REQUIREMENTS: Rescale the lines below by writing each one out again, requests included. Multiply every coordinate in the answers by 1.05, round to whole numbers with halves going up, and leave out the pictures.

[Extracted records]
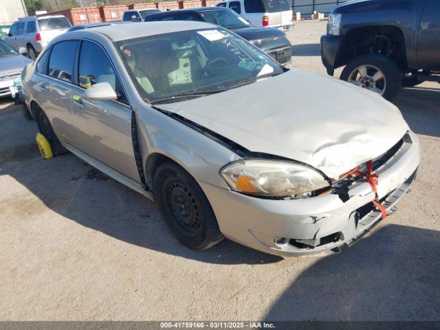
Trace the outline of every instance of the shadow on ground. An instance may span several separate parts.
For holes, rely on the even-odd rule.
[[[393,102],[411,130],[418,134],[440,137],[440,85],[439,87],[406,88]]]
[[[292,56],[320,56],[321,46],[319,43],[305,43],[292,46]]]
[[[439,320],[439,249],[436,230],[397,225],[376,229],[302,272],[265,318]]]

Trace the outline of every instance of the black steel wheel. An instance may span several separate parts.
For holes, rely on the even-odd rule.
[[[47,141],[49,141],[54,155],[57,156],[67,153],[67,149],[63,146],[60,140],[58,140],[52,128],[52,125],[49,121],[49,118],[41,109],[36,109],[36,120],[38,126],[38,131],[47,139]]]
[[[182,168],[171,162],[160,165],[153,189],[165,222],[182,244],[204,250],[223,239],[206,196]]]

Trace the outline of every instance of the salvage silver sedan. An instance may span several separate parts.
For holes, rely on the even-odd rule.
[[[288,69],[204,23],[69,32],[23,77],[54,153],[154,199],[192,249],[226,236],[334,253],[390,214],[419,166],[417,138],[380,96]]]

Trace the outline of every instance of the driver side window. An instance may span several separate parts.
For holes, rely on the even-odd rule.
[[[119,78],[105,52],[94,43],[83,41],[80,52],[78,84],[89,88],[98,82],[108,82],[118,95],[118,100],[128,104]]]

RESULT OF THE TASK:
Trace the outline of every instance of the shadow on ground. An instance may span several separate parts.
For holes, rely on the even-odd rule.
[[[413,107],[432,137],[439,141],[462,144],[462,89],[461,91],[426,92]]]
[[[307,59],[336,59],[337,48],[335,45],[320,45],[307,48]]]
[[[461,336],[461,261],[458,242],[417,236],[395,240],[317,286],[278,334]]]

Trace the outline of every instance of the black steel wheel. An instance may span several separate parts.
For holes, rely on the even-odd rule.
[[[49,148],[51,148],[57,163],[60,164],[70,161],[70,156],[66,153],[63,147],[61,147],[55,134],[55,131],[51,127],[51,124],[43,114],[38,114],[38,126],[40,132],[40,138],[49,146]]]
[[[191,176],[180,170],[168,173],[161,198],[173,233],[191,256],[214,263],[234,251],[216,206]]]

Trace the outline of every instance of the salvage silver sedan. An instance may span several separate parts.
For holes, rely on the even-odd rule.
[[[302,72],[214,24],[72,34],[24,81],[57,161],[162,209],[202,261],[237,248],[351,266],[410,225],[440,174],[438,145],[399,101]]]

Trace the outline of every instance of the driver side window. An instance may span several separate parts.
For holes, rely on the even-odd rule.
[[[125,82],[110,55],[99,45],[87,43],[84,55],[82,88],[93,92],[103,86],[113,86],[124,100],[124,105],[134,109]]]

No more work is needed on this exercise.